Artikel:
- - - - - - -
In den Diskussionen über das Soziahilfenetz fristet die Notstandshilfe oft das Dasein eines Stiefkinds. Sie wird wenig beachtet, während ihre Geschwister, das Arbeitslosengeld und die Mindestsicherung, alle Aufmerksamkeit auf sich ziehen. Unter der türkis-blauen Koalition wäre sie fast abgeschafft worden.

In der aktuellen Corona-Krise erweist sich die Notstandshilfe allerdings als Glücksfall für die Politik. Sie sorgt dafür, dass Regierung und Parlament nicht allzu groß im Sozialsystem herumdoktern müssen, um einige der Verwerfungen durch die Krise am Arbeitsmarkt abzumildern. Ohne Notstandshilfe würden über die kommenden Monate Zehntausende Menschen in die Mindestsicherung fallen – mit nachteiligeren Regelungen aus Sicht der Betroffenen.

Aktuell dagegen hat ein kleiner Kniff ausgereicht: Die Notstandshilfe soll kommende Woche aufgestockt werden – und zwar auf Höhe des Arbeitslosengeldes. Ein entsprechender Beschluss im Sozialausschuss des Nationalrats ist bereits von ÖVP und Grünen fixiert worden, kommende Woche fällt dann die Entscheidung im Parlamentsplenum. Die Regelung soll für alle gelten, die zwischen 1. Mai und 30. September in die Notstandshilfe rutschen.

Der Zweck der Bestimmung ist klar: Die Bezugsdauer des Arbeitslosengeldes in Österreich ist im internationalen Vergleich kurz. Wer noch nicht lang beschäftigt ist, hat Anspruch auf etwa viereinhalb Monate. Bei Menschen, die mindestens drei Jahre gearbeitet haben, erhöht sich die Bezugsdauer auf knapp sieben Monate. Bei Langzeitbeschäftigten über 50 sind es sogar bis zu zwölf Monate Arbeitslosengeld.

Ein Arbeitsloser bekommt 55 Prozent seines letzten Nettolohns. Wobei Zuschläge dazukommen: rund 30 Euro pro Kind und Monat. Wer sehr wenig verdient hat, wird auf den sogenannten Ausgleichszulagenrichtsatz aufgestockt. Derzeit sind das etwa 1000 Euro im Monat.
- - - - - - -
Datenblock:
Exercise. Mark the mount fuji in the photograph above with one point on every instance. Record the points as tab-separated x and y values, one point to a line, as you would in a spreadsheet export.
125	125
- - - - - - -
Gestellte Aufgabe:
Welchen Anteil seines letzten Nettolohns bekommt ein Arbeitsloser laut dem Artikel über die Notstandshilfe?

Richtige Antwort:
55 Prozent seines letzten Nettolohns.